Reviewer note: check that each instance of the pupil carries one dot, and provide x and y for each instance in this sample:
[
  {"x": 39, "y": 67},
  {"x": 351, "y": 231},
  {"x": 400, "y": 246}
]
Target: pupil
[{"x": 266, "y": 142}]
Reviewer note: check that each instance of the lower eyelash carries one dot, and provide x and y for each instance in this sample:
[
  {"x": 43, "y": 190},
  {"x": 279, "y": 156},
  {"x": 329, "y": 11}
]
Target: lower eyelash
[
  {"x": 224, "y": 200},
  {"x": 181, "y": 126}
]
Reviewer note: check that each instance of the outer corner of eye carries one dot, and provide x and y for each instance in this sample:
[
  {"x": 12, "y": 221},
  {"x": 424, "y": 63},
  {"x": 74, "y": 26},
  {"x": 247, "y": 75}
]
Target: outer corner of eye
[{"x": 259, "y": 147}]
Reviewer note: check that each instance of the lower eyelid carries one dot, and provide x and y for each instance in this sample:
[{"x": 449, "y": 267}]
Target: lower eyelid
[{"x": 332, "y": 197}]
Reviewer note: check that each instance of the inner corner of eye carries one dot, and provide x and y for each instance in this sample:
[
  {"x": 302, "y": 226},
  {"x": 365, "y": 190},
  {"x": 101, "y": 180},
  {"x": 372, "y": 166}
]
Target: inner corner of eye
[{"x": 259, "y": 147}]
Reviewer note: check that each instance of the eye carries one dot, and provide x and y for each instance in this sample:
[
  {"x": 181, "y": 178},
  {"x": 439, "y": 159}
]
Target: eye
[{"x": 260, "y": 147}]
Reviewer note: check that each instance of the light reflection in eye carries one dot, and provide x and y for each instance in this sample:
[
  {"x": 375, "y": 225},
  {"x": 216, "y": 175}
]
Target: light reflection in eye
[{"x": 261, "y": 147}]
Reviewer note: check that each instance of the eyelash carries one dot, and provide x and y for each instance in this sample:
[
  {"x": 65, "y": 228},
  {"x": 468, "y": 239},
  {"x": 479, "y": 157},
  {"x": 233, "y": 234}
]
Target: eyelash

=======

### La consigne
Remplacez « eyelash » par « eyebrow » dans les lignes qui vont de celle contenant « Reviewer note: check that each instance of the inner » jusqu'à la fin des données, puis recopiez ces lignes sans autre modification.

### Corrigé
Reviewer note: check that each instance of the inner corner of eye carries one dot, and provide x and y for each instance in this sample:
[
  {"x": 302, "y": 226},
  {"x": 365, "y": 190},
  {"x": 101, "y": 180},
  {"x": 372, "y": 166}
]
Target: inner corner of eye
[{"x": 259, "y": 147}]
Reviewer note: check that each instance of the eye carries one dot, and provide x and y for each instance in this sample:
[
  {"x": 181, "y": 178},
  {"x": 439, "y": 159}
]
Target: eye
[{"x": 260, "y": 147}]
Reviewer note: check that each instance of the light reflection in eye carries one dot, and provide x and y for each instance in this sample:
[
  {"x": 375, "y": 225},
  {"x": 216, "y": 175}
]
Target: light reflection in eye
[{"x": 261, "y": 147}]
Reviewer note: check that each instance of the eyebrow carries one dot, and provide x and y for each instance in this sample:
[
  {"x": 65, "y": 228},
  {"x": 468, "y": 239},
  {"x": 479, "y": 157},
  {"x": 233, "y": 234}
]
Target: eyebrow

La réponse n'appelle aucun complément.